Stored records
/---

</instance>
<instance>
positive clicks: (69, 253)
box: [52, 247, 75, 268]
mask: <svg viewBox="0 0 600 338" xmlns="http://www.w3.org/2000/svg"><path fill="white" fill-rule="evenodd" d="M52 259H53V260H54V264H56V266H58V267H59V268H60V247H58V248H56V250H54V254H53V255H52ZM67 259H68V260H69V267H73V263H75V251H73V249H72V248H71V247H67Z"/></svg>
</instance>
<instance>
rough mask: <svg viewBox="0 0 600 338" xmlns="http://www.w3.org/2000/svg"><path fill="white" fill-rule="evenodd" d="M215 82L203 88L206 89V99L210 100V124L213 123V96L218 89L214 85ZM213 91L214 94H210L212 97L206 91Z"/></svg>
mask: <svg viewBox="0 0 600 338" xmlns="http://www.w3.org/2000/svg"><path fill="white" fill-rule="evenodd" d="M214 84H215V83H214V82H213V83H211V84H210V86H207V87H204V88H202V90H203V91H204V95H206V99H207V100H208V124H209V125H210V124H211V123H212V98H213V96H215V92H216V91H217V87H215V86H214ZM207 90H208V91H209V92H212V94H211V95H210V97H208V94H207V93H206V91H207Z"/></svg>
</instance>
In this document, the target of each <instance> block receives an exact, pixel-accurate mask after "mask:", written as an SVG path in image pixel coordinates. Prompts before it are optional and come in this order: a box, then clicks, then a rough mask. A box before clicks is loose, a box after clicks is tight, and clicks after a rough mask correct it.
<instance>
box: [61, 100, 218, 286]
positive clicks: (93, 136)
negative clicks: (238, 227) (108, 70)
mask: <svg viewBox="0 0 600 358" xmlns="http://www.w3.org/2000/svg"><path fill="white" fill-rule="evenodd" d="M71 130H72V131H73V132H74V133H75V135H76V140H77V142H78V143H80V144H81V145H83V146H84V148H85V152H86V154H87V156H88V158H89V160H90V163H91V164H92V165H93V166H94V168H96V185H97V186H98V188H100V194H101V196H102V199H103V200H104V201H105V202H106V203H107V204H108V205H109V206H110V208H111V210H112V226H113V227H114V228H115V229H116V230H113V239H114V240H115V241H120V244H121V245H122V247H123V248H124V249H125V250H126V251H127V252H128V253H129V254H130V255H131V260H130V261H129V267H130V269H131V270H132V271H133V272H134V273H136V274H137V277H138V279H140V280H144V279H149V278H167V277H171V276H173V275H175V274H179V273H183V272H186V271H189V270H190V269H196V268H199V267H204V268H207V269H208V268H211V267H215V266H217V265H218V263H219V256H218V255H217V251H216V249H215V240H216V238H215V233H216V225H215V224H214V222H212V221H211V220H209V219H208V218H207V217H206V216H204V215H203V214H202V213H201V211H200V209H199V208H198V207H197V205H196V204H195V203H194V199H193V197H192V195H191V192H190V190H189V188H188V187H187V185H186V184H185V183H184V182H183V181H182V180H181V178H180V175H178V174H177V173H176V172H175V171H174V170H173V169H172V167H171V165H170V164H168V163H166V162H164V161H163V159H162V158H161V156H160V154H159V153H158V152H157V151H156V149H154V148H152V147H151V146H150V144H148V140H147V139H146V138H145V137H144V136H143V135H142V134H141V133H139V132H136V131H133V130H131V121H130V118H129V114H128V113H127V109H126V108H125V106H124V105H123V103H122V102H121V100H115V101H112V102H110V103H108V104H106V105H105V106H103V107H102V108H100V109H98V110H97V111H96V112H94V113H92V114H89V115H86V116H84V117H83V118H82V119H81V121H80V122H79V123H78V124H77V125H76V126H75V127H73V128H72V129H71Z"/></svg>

\---

■ **EXERCISE**:
State how many lines in the items above contain the string "positive". Reply with the number alone.

■ **RESULT OF THIS TASK**:
2